----- Record extracts -----
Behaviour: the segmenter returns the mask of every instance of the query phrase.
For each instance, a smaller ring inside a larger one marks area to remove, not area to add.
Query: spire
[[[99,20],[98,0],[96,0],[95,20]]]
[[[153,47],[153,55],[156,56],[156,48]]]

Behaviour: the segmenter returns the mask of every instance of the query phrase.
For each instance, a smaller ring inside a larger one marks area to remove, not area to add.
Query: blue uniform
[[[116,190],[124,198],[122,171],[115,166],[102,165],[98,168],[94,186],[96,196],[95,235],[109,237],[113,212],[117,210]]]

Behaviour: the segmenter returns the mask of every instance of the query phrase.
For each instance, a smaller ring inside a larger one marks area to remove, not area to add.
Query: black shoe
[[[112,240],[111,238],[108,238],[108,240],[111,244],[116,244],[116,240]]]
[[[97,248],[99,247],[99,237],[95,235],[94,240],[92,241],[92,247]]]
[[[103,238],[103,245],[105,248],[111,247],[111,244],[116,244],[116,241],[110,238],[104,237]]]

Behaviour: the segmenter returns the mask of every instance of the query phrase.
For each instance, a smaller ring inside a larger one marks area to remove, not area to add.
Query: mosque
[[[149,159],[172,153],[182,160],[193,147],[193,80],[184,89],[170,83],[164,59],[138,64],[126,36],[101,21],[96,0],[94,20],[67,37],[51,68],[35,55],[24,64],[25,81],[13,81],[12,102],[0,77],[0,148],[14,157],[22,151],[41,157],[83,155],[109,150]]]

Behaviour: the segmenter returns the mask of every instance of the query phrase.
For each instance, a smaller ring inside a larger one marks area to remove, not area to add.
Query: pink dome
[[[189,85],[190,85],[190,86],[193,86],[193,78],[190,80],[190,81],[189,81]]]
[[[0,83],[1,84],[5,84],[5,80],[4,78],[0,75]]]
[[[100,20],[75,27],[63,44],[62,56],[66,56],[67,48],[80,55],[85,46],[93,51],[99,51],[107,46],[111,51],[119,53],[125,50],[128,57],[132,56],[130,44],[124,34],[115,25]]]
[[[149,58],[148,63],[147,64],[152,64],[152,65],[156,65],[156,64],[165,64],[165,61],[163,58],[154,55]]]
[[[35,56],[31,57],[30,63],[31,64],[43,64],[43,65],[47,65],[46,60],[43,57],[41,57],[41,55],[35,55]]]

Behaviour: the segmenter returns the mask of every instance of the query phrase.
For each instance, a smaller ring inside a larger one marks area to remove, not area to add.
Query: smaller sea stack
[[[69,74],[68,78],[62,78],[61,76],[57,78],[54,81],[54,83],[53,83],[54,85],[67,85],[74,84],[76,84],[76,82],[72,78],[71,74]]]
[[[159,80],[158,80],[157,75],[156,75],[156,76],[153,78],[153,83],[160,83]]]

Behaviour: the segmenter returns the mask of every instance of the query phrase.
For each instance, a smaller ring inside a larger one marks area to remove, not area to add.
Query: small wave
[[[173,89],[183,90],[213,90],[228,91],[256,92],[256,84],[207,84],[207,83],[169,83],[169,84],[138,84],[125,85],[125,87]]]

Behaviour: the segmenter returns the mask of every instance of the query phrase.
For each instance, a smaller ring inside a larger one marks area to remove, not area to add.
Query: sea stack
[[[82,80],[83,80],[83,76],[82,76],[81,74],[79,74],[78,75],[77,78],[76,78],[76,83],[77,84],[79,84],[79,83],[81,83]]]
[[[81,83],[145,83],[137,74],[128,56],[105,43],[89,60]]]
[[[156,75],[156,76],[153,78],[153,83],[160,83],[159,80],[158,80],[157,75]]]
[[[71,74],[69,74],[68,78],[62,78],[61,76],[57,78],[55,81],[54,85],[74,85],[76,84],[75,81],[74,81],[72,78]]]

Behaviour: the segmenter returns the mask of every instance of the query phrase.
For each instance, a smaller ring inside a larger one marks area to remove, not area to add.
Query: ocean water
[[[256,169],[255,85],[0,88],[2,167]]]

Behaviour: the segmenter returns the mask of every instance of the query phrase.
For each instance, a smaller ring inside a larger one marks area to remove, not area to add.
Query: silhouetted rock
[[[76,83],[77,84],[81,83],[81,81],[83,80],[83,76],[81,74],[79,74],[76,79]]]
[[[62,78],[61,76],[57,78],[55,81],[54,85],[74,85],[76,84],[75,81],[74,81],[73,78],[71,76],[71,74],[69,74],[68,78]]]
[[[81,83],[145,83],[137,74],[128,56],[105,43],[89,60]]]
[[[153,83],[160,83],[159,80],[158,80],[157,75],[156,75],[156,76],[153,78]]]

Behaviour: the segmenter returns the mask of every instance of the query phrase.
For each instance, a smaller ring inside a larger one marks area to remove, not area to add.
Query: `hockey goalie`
-----
→ Task to complete:
Turn all of the data above into a numbered list, one line per entry, leaving out the blank lines.

→ Result for this task:
1. Behaviour: the segmenter returns the mask of every instance of the query phrase.
2. For each instance, a smaller ring inside a larger one marks area to remove, not area to add.
3. Query: spire
4. [[[99,20],[98,0],[96,0],[95,20]]]
5. [[[153,47],[153,55],[156,56],[156,48]]]
6. Behaviour: the segmenter returns the mask of every instance of the query phrase.
7. For each instance, a smaller ring inside a larger one marks area to remove, not area to add.
8. Query: blue uniform
9. [[[116,190],[124,198],[122,171],[115,166],[102,165],[98,168],[94,186],[96,196],[95,235],[109,237],[113,212],[117,210]]]
10. Behaviour: the segmenter returns the mask of every instance of the query phrase.
11. For each instance, a smaller ring inside a larger one marks area to remove, not area to add.
12. Query: black shoe
13. [[[112,240],[111,238],[108,238],[108,240],[111,244],[116,244],[116,240]]]
14. [[[97,248],[99,247],[99,237],[95,235],[94,240],[92,241],[92,247]]]
15. [[[103,238],[103,245],[105,248],[111,247],[111,244],[116,244],[116,241],[110,238],[104,237]]]
16. Behaviour: the segmenter returns the mask of every instance of the query phrase.
17. For each instance, a smaller ring inside a larger one marks area to remove, not area to add.
18. Query: mosque
19. [[[149,159],[172,153],[182,160],[193,147],[193,80],[184,89],[170,83],[164,59],[138,64],[126,36],[101,21],[96,0],[94,20],[67,37],[51,68],[35,55],[24,64],[25,81],[13,81],[12,102],[0,77],[0,148],[14,157],[22,151],[41,157],[83,155],[109,150]]]
20. Behaviour: the segmenter returns the mask of every instance of the query phrase.
21. For each instance, a smaller ring inside a larger one marks area to remove, not area to add.
22. Query: pink dome
23. [[[189,85],[190,85],[190,86],[193,86],[193,78],[190,80],[190,81],[189,81]]]
24. [[[0,83],[1,84],[5,84],[5,80],[4,78],[0,75]]]
25. [[[100,20],[75,27],[63,44],[62,56],[66,56],[67,48],[80,55],[85,46],[93,51],[99,51],[107,46],[111,51],[119,53],[125,50],[128,57],[132,56],[130,44],[124,34],[115,25]]]
26. [[[149,58],[148,63],[147,64],[152,64],[152,65],[156,65],[156,64],[165,64],[165,61],[163,58],[154,55]]]
27. [[[35,56],[31,57],[30,63],[31,64],[43,64],[43,65],[47,65],[46,60],[43,57],[41,57],[41,55],[35,55]]]
28. Behaviour: the segmenter returns the mask of every instance of the query phrase.
29. For each instance, a smaller ring inside a larger one marks area to remove, not area to add.
30. Query: smaller sea stack
31. [[[69,74],[68,78],[62,78],[61,76],[57,78],[54,81],[54,83],[53,83],[54,85],[67,85],[74,84],[76,84],[76,82],[72,78],[71,74]]]
32. [[[159,80],[158,80],[157,75],[156,75],[156,76],[153,78],[153,83],[160,83]]]
33. Behaviour: the segmenter returns the mask of every instance of the query phrase.
34. For each instance, a smaller ring inside a larger one marks area to remove, not area to add.
35. Query: small wave
36. [[[173,89],[183,90],[213,90],[228,91],[256,92],[256,84],[207,84],[207,83],[169,83],[169,84],[138,84],[125,85],[125,87]]]
37. Behaviour: the segmenter returns the mask of every instance of the query phrase.
38. For each instance, a smaller ring inside a larger one marks area to remove, not area to add.
39. Query: sea stack
40. [[[82,80],[83,80],[83,76],[82,76],[81,74],[79,74],[78,75],[77,78],[76,78],[76,83],[77,84],[79,84],[79,83],[81,83]]]
41. [[[81,83],[145,83],[137,74],[128,56],[105,43],[89,60]]]
42. [[[156,75],[156,76],[153,78],[153,83],[160,83],[159,80],[158,80],[157,75]]]
43. [[[71,74],[69,74],[68,78],[62,78],[61,76],[57,78],[55,81],[54,85],[74,85],[76,84],[75,81],[74,81],[72,78]]]
44. Behaviour: the segmenter returns the mask of every instance of the query phrase.
45. For each instance, a smaller ring inside a larger one marks area to remove, not area to add.
46. Query: ocean water
47. [[[256,169],[255,85],[0,88],[2,167]]]
48. Behaviour: the segmenter returns the mask of every instance of the query phrase.
49. For each instance, a smaller ring inside a larger one marks area to remove, not area to add.
50. Query: silhouetted rock
51. [[[76,83],[77,84],[81,83],[81,81],[83,80],[83,76],[81,74],[79,74],[76,79]]]
52. [[[62,78],[61,76],[57,78],[55,81],[54,85],[74,85],[76,84],[75,81],[74,81],[73,78],[71,76],[71,74],[69,74],[68,78]]]
53. [[[81,83],[145,83],[137,74],[128,56],[105,43],[89,60]]]
54. [[[153,83],[160,83],[159,80],[158,80],[157,75],[156,75],[156,76],[153,78]]]
55. Behaviour: the segmenter returns the mask of every instance of the query phrase.
56. For each instance, a smaller ring inside a larger one marks area to remove, not area to add.
57. Query: `hockey goalie`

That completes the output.